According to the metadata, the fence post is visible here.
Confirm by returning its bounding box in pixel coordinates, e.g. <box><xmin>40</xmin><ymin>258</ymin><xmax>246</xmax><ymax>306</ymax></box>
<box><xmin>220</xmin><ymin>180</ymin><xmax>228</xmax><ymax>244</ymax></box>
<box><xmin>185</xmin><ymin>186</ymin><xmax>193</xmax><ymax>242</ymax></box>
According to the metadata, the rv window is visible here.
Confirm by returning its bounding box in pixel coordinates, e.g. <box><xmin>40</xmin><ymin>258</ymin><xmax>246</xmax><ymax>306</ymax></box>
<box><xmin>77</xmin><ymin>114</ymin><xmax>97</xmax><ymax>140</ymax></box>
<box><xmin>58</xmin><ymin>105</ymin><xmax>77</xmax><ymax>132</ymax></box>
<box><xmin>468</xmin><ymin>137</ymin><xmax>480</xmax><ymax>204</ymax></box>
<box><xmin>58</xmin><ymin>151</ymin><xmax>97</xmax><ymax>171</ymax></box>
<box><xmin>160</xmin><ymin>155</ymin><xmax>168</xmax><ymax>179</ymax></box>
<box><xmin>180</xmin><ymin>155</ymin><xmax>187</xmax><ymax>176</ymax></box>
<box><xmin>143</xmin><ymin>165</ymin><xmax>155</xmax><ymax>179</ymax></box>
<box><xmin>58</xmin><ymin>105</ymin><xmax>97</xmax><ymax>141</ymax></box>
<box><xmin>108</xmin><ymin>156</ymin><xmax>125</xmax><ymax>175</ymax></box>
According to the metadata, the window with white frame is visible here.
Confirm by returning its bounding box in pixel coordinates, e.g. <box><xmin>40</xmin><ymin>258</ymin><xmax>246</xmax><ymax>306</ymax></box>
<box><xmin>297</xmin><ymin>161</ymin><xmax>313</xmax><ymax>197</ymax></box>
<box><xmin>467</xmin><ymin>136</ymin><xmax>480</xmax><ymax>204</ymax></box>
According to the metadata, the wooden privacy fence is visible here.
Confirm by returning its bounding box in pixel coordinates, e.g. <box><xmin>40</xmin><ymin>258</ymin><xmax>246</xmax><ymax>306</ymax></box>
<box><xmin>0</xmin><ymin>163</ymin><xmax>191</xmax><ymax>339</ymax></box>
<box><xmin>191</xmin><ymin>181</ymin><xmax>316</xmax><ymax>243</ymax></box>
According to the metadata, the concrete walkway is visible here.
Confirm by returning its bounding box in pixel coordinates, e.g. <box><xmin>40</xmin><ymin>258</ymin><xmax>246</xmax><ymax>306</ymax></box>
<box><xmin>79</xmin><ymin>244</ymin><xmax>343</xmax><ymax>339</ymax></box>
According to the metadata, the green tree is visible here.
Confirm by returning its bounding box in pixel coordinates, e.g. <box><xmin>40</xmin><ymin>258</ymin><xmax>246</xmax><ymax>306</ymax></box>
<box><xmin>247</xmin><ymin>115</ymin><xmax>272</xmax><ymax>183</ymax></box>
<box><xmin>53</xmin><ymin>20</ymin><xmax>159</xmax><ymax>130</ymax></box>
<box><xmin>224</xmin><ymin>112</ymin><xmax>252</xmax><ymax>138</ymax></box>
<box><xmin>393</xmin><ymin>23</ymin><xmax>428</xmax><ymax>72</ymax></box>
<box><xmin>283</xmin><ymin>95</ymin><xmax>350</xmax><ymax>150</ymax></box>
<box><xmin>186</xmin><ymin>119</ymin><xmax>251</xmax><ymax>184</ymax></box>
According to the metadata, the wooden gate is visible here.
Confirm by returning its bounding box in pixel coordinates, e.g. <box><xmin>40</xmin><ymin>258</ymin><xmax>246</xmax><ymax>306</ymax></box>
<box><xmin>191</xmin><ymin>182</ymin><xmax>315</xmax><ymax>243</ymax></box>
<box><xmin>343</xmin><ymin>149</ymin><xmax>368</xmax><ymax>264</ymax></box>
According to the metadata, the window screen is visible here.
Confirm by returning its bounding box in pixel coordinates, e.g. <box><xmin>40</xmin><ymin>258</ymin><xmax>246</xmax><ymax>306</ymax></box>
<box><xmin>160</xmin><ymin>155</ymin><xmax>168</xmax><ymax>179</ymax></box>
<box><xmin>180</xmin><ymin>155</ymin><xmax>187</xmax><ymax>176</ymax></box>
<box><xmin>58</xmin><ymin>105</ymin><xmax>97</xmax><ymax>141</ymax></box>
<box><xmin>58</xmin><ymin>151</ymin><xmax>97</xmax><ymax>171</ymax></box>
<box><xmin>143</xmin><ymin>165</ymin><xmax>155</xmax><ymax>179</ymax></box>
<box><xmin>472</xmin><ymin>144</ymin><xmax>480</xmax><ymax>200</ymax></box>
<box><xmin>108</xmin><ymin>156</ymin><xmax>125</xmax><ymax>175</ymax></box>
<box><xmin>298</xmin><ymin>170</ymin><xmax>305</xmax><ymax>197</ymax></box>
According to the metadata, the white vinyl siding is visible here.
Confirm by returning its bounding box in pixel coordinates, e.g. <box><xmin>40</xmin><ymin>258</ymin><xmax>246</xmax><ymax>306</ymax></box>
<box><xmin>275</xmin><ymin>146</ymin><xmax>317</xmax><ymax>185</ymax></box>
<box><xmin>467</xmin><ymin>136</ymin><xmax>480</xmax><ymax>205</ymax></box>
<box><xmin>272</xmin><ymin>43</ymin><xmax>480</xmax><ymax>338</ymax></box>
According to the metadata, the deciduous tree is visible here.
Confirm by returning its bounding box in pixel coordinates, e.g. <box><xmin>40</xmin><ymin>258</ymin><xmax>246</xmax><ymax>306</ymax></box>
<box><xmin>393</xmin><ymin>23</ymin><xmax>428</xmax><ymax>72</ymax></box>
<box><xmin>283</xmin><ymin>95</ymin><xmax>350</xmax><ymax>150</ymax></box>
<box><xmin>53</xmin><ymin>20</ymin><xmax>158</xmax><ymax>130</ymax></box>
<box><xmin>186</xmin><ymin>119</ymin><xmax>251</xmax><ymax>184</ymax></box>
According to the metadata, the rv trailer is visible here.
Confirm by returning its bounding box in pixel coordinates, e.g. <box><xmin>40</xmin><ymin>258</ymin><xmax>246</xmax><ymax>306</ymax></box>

********************

TASK INSTRUCTIONS ->
List each line of the records above that contains the string "white".

ANSWER IN FULL ->
According to the metadata, the window with white frame is visible here.
According to the metadata, the white vinyl siding is visible here.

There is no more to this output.